[Start Supplied entries]

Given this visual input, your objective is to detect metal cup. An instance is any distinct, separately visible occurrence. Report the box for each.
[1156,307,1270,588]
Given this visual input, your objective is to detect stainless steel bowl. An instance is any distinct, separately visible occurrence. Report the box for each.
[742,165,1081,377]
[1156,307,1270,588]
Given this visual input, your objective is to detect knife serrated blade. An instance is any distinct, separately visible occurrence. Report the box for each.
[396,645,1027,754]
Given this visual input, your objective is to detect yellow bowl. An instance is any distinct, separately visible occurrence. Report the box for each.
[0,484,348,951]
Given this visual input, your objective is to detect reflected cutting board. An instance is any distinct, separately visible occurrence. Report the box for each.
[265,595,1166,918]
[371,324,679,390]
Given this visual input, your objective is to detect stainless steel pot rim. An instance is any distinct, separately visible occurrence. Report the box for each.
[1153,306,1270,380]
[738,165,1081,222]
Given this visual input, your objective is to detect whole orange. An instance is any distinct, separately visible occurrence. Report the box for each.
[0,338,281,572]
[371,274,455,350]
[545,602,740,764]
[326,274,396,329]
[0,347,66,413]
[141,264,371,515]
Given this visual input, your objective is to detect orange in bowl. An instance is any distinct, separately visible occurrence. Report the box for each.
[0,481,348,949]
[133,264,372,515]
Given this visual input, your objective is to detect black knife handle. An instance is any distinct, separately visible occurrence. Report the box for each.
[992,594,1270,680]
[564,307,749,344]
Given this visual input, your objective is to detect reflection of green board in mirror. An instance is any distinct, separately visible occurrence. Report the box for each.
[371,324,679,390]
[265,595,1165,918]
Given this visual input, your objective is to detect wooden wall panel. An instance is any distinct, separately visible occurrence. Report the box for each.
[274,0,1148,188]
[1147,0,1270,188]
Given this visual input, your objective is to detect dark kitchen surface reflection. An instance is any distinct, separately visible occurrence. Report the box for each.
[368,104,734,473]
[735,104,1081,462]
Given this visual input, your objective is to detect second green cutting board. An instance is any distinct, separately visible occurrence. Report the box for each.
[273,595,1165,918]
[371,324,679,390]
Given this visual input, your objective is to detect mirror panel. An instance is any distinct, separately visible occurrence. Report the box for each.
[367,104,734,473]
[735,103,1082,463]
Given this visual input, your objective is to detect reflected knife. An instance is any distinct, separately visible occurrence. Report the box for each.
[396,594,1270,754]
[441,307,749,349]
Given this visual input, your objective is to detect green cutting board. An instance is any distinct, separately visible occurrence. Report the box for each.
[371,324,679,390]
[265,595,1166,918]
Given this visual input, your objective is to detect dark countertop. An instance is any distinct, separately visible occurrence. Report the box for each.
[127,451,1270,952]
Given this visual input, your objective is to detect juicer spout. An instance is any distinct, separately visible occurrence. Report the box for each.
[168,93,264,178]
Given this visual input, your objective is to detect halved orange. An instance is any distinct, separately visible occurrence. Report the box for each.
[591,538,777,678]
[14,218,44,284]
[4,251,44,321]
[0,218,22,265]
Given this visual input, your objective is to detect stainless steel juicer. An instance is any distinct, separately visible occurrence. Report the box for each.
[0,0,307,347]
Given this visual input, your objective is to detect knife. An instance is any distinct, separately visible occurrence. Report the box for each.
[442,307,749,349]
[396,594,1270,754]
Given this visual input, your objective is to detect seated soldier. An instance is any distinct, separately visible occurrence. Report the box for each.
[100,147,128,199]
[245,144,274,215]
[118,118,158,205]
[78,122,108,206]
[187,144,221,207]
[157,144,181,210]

[End Supplied entries]

The problem: Recast the part of the items that opens with the line containing "detect knife serrated" and closes with the line containing "[738,165,1081,222]" as a numbered list, leaving out any blank lines.

Exercise solution:
1. Given this visual input, your objective is to detect knife serrated blade. An instance is any distinct, separately visible occurrence. Report the box for each.
2. [396,645,1027,754]
3. Given this visual input, your objective is to detect yellow bowl. An instance is any distinct, separately visible occurrence. Report the box for each.
4. [0,484,348,951]
5. Given this visual input, your objective is to detect reflected cutting board. An instance is any distinct, separately visible occurrence. Report the box for each.
6. [265,595,1166,918]
7. [371,324,679,390]
8. Given this visual input, your objective is to detect stainless steel pot rim. An instance is any distinct, separately visible occurrence. Report the box for each.
9. [1153,306,1270,380]
10. [738,165,1081,222]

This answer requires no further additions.